§ What the exercise asks
From the forum thread on diluting an acid solution, extract everything from "Amount of acid in" down to "and water) amount.", copying it word for word.

§ Document section
************

How much water should be added to 115 ml of 55% acid solution to dilute it to a 45% acid solution.

A very clear step by step explanation to solve problems like this would be most appreciated thank you
 
Dababy said:
I'm having a lot of difficulty solving mixture problems and the biggest problem I think is that I just can't wrap my head around how to even set up a problem. An example problem I'm having a lot of trouble with is something like this.

How much water should be added to 115 ml of 55% acid solution to dilute it to a 45% acid solution.

A very clear step by step explanation to solve problems like this would be most appreciated thank you
Click to expand...
What is being asked to "find"? - How much water should be added

Assign a variable name to that "find".

Let the volume of water to be added = W

What is given? original volume of solution = 115 ................... after adding extra water the final volume of the solution = 115 + W

Amount of acid in original solution = 115 * 0.55 ......... (this amount does not change due to addition of water)

Amount of acid calculated after adding water = (115 + W) * 0.45

Continue....
 
Certainly, the first thing you should think about is lev888's question- "what does '45% solution (or 55%) mean'? You are told that you have "115 ml of 55% acid solution". So how many ml of that is acid and how many ml are water? Diluting to 45% by adding water, the amount of acid doesn't change. You want to add enough water that that same amount of acid is now 45% of the whole (both acid and water) amount.
 
Okay I kind of understand how I should look at it now and I tried setting up the problem I tried to follow this formula I saw (C1V1+C2V2=C3V3) and ended up with this.
.55(115)+.45(115)=(115+x).45
The answer I got was 140.5 but I don't think that's even close:(
 
This provides a perfect illustration of the importance of understanding in math, as opposed to just blindly trying to follow some formula you found somewhere. In your case, that formula can be used (though it's probably not the most direct way of approaching the problem), but care has to be taken to keep track of what each variable represents.
  • \(C_1\) represents the [acid] concentration of solution #1; \(V_1\) represents the volume of that solution
  • \(C_2\) represents the [acid] concentration of solution #2; \(V_2\) represents the volume of that solution
  • \(C_3\) represents the [acid] concentration of solution #3; \(V_3\) represents the volume of that solution
Solutions #1 and #2 are the two "ingredients" you're mixing together and solution #3 is the resultant mixture. According to the numbers you plugged into the formula, this would imply that you're mixing 115 milliliters of 55% acid and 115 milliliters of 45% acid... but does that make any sense? Does that align with the problem text and with your goal?

Another huge red flag you should have noticed is that your proposed solution requires new volume to mysteriously pop into existence. If you mix together 115 milliliters of one solution and 115 milliliters of another solution, this must produce 230 milliliters of liquid. However, your solution of \(\displaystyle x = \frac{13915}{99} = 140.\overline{5} \approx 140.5\) says that you'll end up with \(255.\overline{5}\) milliliters of liquid. Where did the extra 25-ish milliliters come from?

************

§ Supplied material

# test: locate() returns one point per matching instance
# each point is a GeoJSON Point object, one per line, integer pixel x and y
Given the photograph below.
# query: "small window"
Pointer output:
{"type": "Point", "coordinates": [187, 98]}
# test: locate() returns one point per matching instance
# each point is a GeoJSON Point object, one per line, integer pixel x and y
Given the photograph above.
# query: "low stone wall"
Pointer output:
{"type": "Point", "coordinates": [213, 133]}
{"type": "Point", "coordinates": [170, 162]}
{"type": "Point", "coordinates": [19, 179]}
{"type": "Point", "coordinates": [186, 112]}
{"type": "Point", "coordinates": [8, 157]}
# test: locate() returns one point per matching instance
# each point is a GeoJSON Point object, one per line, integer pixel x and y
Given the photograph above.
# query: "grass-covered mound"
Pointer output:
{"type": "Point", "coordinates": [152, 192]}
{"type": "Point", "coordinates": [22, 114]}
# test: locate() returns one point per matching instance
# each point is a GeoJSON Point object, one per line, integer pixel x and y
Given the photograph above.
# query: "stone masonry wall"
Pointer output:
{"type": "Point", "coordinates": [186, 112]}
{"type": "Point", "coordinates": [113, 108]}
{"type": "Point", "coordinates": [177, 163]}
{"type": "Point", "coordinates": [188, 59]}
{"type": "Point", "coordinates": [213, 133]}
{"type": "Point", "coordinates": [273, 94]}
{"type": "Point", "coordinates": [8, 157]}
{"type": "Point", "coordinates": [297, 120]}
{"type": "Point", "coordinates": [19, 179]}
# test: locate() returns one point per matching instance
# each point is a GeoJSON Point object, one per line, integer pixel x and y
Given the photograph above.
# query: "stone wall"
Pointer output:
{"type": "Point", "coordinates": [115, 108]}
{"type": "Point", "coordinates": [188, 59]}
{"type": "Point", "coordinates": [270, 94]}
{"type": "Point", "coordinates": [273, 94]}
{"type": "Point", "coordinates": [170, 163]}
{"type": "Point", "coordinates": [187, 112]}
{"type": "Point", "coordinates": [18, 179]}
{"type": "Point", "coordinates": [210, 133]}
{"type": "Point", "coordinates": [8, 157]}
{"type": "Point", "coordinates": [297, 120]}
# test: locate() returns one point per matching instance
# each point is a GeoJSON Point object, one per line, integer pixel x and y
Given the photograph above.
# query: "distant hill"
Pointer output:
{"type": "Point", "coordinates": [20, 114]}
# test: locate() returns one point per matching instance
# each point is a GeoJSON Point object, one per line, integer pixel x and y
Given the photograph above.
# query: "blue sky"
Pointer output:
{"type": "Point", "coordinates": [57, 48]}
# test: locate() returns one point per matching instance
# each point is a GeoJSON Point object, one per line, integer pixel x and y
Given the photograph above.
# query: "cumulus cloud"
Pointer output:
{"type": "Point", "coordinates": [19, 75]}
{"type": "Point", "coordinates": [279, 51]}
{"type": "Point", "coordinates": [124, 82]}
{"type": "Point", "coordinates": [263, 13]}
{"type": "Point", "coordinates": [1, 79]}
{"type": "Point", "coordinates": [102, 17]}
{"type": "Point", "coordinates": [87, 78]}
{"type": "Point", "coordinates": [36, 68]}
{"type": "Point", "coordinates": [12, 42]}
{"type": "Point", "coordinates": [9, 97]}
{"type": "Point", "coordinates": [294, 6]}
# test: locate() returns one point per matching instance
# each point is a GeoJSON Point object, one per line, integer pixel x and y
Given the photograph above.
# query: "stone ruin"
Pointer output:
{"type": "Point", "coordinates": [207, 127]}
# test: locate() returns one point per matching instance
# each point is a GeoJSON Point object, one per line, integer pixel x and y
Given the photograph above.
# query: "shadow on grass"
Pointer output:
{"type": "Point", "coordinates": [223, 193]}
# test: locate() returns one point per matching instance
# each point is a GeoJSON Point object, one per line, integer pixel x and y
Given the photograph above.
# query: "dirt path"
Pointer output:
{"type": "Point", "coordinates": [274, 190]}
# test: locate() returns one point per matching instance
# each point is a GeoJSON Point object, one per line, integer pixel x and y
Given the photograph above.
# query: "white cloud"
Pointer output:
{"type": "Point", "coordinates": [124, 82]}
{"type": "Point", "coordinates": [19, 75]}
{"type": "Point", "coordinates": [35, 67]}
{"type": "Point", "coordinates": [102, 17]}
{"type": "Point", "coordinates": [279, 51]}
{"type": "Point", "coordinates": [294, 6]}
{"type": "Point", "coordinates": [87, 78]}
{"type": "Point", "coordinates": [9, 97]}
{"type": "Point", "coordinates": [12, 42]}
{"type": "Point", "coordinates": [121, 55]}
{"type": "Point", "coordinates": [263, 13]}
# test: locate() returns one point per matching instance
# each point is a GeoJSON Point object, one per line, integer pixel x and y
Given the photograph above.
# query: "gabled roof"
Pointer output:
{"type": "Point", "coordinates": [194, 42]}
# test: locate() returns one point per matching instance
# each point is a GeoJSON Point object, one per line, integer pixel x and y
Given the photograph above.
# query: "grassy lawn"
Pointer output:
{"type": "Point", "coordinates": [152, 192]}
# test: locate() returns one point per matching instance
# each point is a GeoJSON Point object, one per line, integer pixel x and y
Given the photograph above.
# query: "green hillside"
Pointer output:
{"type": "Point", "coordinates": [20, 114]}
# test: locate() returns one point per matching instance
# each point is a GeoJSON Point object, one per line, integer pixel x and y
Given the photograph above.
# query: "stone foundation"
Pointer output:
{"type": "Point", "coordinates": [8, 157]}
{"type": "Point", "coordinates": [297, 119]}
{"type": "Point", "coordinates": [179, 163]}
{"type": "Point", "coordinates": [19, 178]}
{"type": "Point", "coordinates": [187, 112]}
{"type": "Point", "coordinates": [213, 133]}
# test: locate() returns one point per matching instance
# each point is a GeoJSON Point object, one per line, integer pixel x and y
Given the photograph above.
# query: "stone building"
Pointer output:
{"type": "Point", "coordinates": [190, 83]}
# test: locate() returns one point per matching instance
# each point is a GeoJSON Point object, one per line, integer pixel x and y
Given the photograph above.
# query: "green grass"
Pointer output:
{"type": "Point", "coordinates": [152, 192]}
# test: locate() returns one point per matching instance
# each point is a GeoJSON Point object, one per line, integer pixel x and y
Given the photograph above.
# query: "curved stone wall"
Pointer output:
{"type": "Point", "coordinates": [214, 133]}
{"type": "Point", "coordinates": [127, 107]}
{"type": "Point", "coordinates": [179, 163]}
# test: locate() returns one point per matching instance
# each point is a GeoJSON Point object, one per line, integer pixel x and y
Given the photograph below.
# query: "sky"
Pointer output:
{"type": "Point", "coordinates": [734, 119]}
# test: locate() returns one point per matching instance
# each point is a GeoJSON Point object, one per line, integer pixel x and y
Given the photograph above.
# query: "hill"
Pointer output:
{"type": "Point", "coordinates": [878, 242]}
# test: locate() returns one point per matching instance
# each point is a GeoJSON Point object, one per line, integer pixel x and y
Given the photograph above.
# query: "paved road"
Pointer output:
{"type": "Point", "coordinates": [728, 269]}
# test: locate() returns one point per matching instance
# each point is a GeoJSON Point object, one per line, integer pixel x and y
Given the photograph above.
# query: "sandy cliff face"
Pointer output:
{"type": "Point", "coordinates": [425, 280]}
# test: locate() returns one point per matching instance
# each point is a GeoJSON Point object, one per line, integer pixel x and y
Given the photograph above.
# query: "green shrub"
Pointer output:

************

§ Output below
Amount of acid in original solution = 115 * 0.55 ......... (this amount does not change due to addition of water)

Amount of acid calculated after adding water = (115 + W) * 0.45

Continue....
 
Certainly, the first thing you should think about is lev888's question- "what does '45% solution (or 55%) mean'? You are told that you have "115 ml of 55% acid solution". So how many ml of that is acid and how many ml are water? Diluting to 45% by adding water, the amount of acid doesn't change. You want to add enough water that that same amount of acid is now 45% of the whole (both acid and water) amount.